=== Information provided ===
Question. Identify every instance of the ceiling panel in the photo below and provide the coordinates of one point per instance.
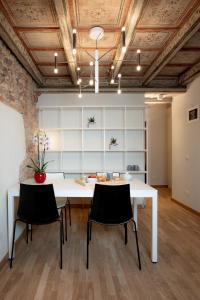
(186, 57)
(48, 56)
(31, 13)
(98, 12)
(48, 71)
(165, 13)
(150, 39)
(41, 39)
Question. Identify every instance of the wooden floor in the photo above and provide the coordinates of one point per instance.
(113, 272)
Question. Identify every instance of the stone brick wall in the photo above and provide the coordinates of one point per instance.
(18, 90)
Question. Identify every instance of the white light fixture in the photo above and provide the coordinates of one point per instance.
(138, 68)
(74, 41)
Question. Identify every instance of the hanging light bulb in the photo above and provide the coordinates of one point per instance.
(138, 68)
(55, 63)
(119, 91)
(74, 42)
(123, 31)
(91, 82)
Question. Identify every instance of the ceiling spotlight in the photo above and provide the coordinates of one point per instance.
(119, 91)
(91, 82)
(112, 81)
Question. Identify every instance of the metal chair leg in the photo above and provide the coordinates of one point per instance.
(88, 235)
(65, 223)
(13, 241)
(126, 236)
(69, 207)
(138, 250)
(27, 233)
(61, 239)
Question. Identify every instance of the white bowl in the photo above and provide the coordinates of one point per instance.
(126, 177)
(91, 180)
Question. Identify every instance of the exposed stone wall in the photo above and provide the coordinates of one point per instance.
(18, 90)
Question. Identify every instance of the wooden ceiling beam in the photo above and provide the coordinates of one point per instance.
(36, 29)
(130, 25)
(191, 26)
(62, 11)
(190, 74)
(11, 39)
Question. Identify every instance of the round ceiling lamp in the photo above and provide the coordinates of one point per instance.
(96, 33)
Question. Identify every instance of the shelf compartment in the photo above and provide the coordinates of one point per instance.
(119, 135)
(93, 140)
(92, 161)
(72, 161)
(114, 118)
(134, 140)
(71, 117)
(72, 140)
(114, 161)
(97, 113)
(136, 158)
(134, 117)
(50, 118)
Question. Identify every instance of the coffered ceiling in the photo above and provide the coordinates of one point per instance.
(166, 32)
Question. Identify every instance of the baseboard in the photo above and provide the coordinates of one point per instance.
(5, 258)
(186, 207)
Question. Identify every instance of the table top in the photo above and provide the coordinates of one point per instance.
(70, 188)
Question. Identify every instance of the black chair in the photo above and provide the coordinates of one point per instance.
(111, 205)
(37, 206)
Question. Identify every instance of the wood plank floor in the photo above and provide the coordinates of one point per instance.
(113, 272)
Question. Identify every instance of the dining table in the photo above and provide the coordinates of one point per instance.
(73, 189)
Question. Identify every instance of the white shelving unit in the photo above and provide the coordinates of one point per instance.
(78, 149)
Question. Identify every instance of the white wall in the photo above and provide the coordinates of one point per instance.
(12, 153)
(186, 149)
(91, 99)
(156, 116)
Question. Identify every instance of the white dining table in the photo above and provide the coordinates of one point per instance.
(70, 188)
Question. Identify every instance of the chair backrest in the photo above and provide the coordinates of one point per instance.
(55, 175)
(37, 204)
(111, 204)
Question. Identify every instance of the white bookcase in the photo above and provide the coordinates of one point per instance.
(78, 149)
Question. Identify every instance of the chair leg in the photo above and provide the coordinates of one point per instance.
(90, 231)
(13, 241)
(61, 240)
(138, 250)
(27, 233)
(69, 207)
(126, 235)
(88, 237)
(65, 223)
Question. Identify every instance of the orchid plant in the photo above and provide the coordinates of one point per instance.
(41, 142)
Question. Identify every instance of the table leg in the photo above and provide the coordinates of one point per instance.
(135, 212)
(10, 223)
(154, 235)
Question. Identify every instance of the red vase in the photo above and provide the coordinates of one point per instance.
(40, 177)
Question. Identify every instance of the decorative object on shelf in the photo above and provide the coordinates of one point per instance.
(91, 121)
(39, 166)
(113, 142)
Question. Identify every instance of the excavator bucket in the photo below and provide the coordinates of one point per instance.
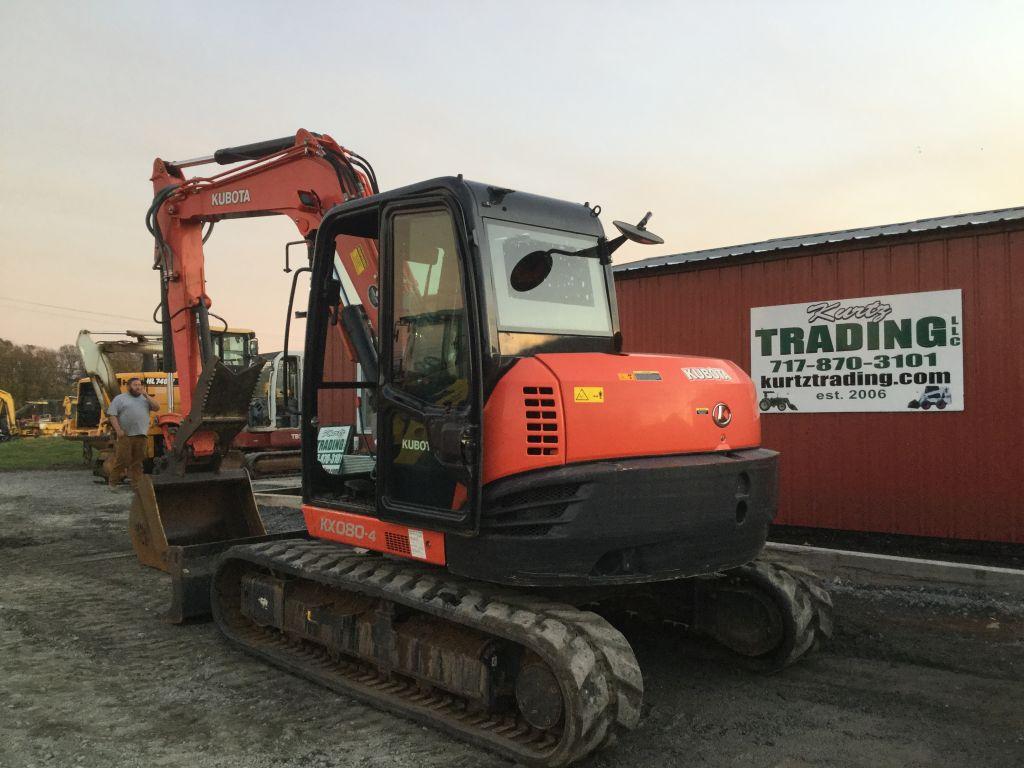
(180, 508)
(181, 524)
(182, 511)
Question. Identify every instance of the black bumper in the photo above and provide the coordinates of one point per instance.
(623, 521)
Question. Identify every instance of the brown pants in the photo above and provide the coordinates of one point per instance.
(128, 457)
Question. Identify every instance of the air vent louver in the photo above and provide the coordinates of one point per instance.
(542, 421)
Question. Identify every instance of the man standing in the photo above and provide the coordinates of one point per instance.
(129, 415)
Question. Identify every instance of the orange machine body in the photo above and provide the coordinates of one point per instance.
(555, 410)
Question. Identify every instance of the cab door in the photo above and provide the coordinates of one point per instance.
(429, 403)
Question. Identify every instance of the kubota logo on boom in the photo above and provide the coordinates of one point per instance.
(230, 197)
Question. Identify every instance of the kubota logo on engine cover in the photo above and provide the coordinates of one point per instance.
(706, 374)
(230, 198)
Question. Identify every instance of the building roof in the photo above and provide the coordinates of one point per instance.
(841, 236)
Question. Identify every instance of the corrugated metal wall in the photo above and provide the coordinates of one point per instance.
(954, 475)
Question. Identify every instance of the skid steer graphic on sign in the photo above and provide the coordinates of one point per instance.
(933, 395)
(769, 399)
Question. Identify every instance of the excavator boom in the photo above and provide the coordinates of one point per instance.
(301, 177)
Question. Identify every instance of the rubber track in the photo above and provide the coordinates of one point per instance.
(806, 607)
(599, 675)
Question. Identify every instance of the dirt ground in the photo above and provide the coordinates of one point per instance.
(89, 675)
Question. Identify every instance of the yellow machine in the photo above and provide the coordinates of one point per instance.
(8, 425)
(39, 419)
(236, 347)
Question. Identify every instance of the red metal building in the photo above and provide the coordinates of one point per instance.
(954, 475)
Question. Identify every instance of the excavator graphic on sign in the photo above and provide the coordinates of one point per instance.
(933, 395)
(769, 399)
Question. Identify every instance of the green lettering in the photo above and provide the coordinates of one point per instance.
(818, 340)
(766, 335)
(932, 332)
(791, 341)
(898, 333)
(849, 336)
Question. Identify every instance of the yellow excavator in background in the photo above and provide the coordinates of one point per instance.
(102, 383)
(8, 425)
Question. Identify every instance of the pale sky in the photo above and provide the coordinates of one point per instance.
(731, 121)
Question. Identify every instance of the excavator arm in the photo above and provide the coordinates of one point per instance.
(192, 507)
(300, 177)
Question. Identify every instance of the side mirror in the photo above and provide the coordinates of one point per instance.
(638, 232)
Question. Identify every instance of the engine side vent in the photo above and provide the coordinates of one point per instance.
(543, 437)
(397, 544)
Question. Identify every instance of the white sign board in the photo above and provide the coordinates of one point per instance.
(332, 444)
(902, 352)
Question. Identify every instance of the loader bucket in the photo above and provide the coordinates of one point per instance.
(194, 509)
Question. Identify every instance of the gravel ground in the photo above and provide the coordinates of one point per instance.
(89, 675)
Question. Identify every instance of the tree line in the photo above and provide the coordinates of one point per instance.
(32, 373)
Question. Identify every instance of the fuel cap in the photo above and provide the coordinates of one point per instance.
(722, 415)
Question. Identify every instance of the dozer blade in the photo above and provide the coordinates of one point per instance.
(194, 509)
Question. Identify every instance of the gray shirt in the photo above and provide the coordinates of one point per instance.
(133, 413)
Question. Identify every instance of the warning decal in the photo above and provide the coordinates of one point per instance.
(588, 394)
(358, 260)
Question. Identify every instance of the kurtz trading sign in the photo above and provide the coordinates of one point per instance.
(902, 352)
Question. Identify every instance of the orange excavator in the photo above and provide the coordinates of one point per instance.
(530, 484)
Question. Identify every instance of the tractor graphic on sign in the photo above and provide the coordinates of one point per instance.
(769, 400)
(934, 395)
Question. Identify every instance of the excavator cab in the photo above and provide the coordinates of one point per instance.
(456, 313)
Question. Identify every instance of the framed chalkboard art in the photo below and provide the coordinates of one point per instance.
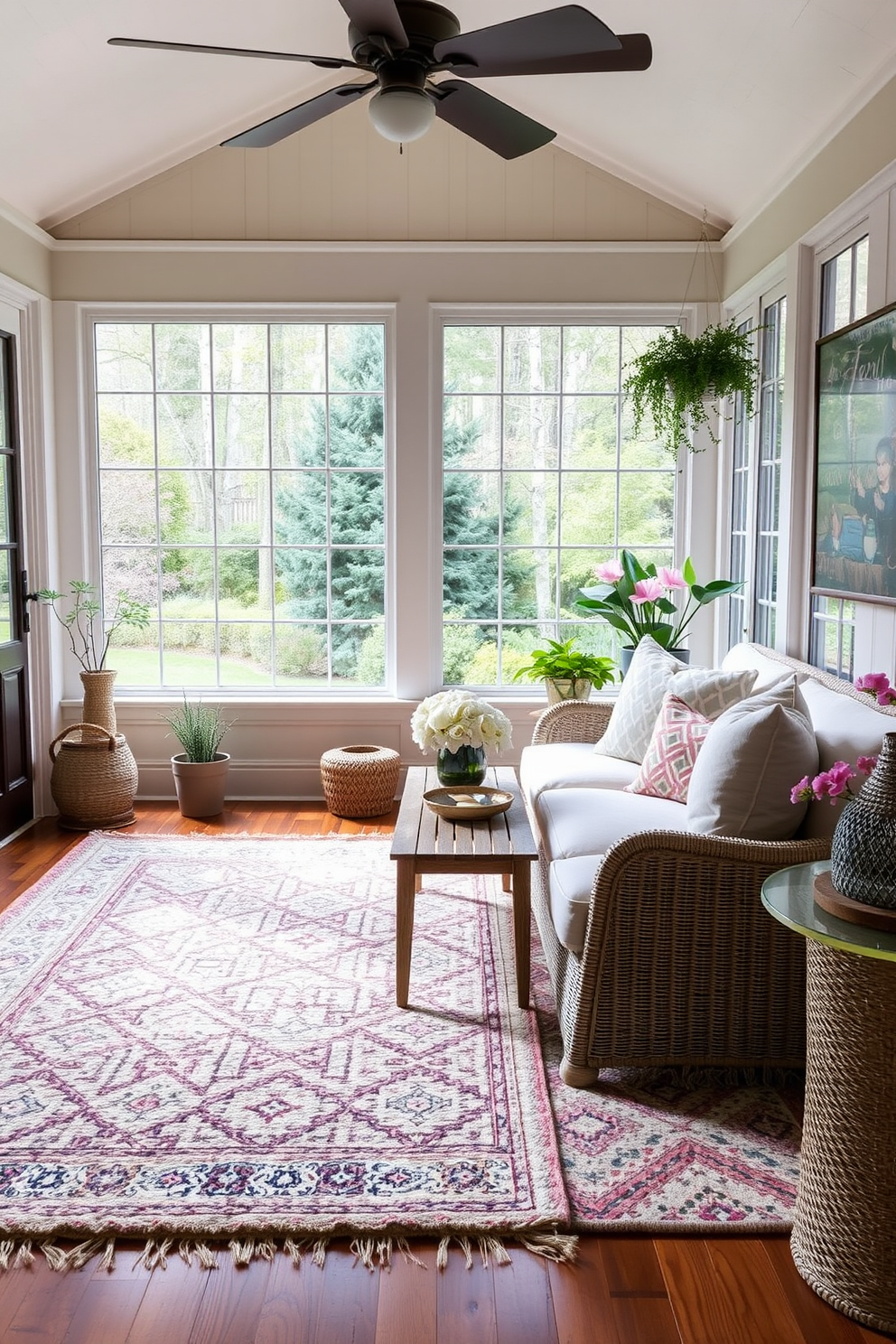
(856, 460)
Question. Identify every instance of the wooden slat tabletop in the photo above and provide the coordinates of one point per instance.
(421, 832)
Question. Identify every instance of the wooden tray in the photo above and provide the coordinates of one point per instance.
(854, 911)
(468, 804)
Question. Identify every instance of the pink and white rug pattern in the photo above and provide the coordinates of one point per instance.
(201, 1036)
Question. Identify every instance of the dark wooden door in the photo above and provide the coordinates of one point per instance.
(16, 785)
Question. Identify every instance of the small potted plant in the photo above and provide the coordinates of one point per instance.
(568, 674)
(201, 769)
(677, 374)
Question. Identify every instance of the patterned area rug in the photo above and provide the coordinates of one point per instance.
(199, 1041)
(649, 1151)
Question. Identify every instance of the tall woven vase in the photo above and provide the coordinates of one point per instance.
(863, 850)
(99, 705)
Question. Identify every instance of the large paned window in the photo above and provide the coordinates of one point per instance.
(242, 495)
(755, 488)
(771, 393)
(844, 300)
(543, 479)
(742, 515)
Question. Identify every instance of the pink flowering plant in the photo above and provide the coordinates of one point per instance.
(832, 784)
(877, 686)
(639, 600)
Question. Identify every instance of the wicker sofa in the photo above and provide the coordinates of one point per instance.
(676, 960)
===
— Work instructions —
All lines from the one containing "Question. Identify every instance of the patterned" through the final line of the listing above are to be reproduced exactly; include both and add nothing.

— Result of the task —
Question. Identify every instance of the patterned area rug in the photo above and provide the coordinates of one point per instance.
(199, 1041)
(649, 1151)
Question. Identify every instance of the tall woven vase in the photo above and provide the coordinates of one point per instance.
(863, 850)
(99, 705)
Question. Identify every instance of the large paned window in the photo above and provide the coordinates of one point per instance.
(242, 495)
(755, 488)
(771, 393)
(844, 300)
(543, 479)
(742, 515)
Question. Identify every instance of the pink flowering plant in the photo above and provide the coordinates of one point per instance.
(832, 784)
(877, 686)
(639, 600)
Question. Identify every instance of the wicker sofa in the photo above and provide the coordinates of one point per instance.
(676, 960)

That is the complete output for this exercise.